• _Supplied data_:
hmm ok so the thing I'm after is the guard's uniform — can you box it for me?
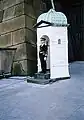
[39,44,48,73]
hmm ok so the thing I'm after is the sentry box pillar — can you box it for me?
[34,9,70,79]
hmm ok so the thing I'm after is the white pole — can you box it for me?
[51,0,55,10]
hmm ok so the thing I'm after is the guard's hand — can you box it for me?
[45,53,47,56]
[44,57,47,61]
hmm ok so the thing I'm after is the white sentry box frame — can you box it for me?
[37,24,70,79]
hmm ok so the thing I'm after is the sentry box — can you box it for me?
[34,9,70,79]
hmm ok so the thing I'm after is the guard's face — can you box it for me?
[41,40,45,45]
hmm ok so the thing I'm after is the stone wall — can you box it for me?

• _Your task_:
Give the data above again exactly. Leave the pictures out.

• _Output of the exercise_:
hmm ok so the thing I'm after is the guard's uniform — can you box it for me?
[39,44,48,73]
hmm ok so the thing I'm after is the sentry box pillar — can you box it for me?
[34,9,70,79]
hmm ok so the thing I'm after is the white pole — can you box it for me?
[51,0,55,10]
hmm ok so the thing I'm after is the guard's hand — can you box it for me?
[45,53,47,56]
[44,57,47,61]
hmm ok so the thing I'm after is the white sentry box frame — can you box it for me?
[37,24,70,79]
hmm ok so the thing I'm after is the sentry box — can you box it for me?
[34,9,70,79]
hmm ok so the thing I'm after is the guard's face — can you box it for me?
[41,40,45,45]
hmm ok so the thing I'm after is the stone wall — can you box it for me?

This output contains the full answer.